WORK TO DO — Please extract every line of the entries below that contains the word "wooden", matching its case exactly.

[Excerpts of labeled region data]
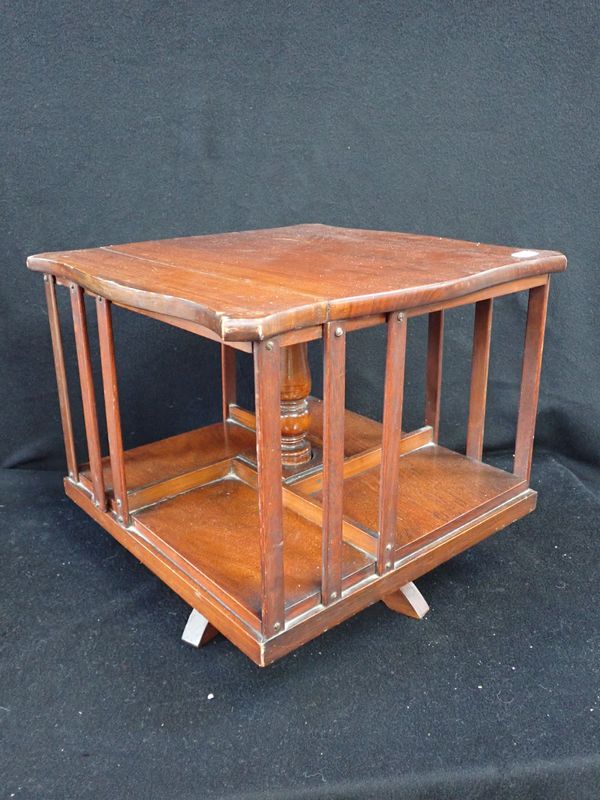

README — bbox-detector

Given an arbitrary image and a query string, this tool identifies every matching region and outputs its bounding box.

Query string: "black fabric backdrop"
[0,0,600,798]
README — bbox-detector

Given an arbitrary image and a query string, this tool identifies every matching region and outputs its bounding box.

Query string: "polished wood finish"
[425,311,444,442]
[254,341,285,636]
[44,275,79,481]
[321,323,346,605]
[467,298,493,459]
[29,225,565,666]
[70,284,106,510]
[96,297,129,524]
[221,344,237,422]
[280,342,311,466]
[514,283,550,481]
[27,225,566,341]
[377,313,406,575]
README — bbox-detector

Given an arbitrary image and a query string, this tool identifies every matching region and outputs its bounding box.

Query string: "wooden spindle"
[425,311,444,442]
[70,283,106,511]
[96,297,129,524]
[467,298,493,461]
[254,340,285,637]
[514,279,550,481]
[377,312,406,575]
[221,344,237,422]
[280,342,312,467]
[321,322,346,605]
[44,275,79,481]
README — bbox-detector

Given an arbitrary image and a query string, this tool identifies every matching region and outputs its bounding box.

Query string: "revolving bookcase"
[28,225,566,666]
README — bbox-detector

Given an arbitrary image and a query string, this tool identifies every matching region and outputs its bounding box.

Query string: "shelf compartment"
[132,461,374,625]
[302,443,527,559]
[79,422,255,508]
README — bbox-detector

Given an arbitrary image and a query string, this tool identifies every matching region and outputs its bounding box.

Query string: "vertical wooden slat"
[70,284,106,511]
[96,297,129,523]
[377,312,406,575]
[321,323,346,605]
[44,275,79,481]
[514,279,550,481]
[221,344,237,422]
[254,340,285,636]
[467,298,493,460]
[425,311,444,442]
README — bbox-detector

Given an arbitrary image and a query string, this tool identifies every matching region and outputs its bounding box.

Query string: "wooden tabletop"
[27,224,567,341]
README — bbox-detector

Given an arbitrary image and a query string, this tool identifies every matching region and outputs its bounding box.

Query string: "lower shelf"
[134,471,374,623]
[65,401,536,665]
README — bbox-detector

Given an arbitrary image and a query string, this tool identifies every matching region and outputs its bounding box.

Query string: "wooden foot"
[181,608,219,647]
[381,582,429,619]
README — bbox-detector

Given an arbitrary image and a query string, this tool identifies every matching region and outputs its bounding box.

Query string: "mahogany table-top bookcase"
[28,225,566,666]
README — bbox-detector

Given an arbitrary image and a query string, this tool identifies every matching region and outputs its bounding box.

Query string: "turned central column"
[281,342,311,467]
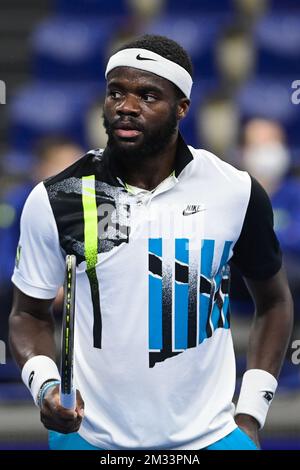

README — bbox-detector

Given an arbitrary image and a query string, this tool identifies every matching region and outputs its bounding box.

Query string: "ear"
[177,98,190,121]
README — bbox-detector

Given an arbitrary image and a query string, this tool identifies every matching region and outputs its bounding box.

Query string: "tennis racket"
[60,255,76,410]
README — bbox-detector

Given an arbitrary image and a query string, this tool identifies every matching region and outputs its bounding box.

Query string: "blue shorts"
[49,428,258,450]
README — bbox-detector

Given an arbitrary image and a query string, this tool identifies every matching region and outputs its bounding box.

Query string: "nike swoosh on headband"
[136,54,157,62]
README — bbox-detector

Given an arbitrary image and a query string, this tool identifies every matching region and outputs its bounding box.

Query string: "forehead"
[107,67,174,95]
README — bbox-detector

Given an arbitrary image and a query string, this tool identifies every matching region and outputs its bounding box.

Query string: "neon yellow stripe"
[82,175,98,270]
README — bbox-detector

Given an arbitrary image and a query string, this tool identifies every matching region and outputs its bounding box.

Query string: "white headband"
[105,48,193,98]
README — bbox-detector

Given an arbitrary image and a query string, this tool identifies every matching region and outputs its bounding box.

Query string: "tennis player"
[10,36,293,450]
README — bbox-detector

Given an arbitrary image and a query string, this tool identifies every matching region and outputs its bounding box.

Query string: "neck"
[113,133,178,191]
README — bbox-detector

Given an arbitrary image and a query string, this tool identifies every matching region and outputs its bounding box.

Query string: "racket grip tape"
[60,390,76,410]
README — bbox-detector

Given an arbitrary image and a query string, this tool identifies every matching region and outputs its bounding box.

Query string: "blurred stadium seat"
[237,77,300,146]
[32,16,122,81]
[54,0,128,17]
[143,13,231,77]
[10,79,103,151]
[166,0,234,14]
[255,11,300,76]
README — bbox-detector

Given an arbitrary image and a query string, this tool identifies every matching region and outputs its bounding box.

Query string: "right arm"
[9,183,83,433]
[9,287,55,369]
[9,287,84,434]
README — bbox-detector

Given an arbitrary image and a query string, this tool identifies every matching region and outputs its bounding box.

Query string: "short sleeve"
[231,177,282,280]
[12,183,64,299]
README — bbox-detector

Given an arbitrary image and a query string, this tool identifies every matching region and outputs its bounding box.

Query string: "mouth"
[114,123,142,139]
[114,129,141,139]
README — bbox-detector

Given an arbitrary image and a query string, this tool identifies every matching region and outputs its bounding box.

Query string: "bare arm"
[9,287,55,368]
[246,269,293,377]
[9,287,84,434]
[236,269,293,443]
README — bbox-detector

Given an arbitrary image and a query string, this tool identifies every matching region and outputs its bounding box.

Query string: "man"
[10,36,292,450]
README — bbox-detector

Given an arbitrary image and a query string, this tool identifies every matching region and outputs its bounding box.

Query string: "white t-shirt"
[12,138,280,450]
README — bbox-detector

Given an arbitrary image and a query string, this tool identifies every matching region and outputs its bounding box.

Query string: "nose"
[116,94,141,116]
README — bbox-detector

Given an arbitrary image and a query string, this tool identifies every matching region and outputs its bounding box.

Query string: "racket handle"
[60,390,76,410]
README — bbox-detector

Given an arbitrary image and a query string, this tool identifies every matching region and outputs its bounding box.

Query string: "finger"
[41,401,78,422]
[41,413,82,434]
[76,390,84,418]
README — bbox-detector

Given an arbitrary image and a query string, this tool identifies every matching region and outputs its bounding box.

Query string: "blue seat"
[255,10,300,76]
[237,77,300,147]
[166,0,234,14]
[143,13,231,77]
[32,16,122,81]
[10,80,104,152]
[54,0,128,17]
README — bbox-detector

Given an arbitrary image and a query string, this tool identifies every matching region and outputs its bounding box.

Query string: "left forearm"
[247,292,293,377]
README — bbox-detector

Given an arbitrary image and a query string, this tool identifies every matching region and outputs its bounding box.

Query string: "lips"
[115,129,141,139]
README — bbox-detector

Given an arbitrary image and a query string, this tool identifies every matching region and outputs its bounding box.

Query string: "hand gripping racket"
[60,255,76,410]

TASK RESULT —
Query string: "wooden spindle"
Query string: "vertical wooden slat"
Query string: "wooden tabletop"
Query string: "wooden foot"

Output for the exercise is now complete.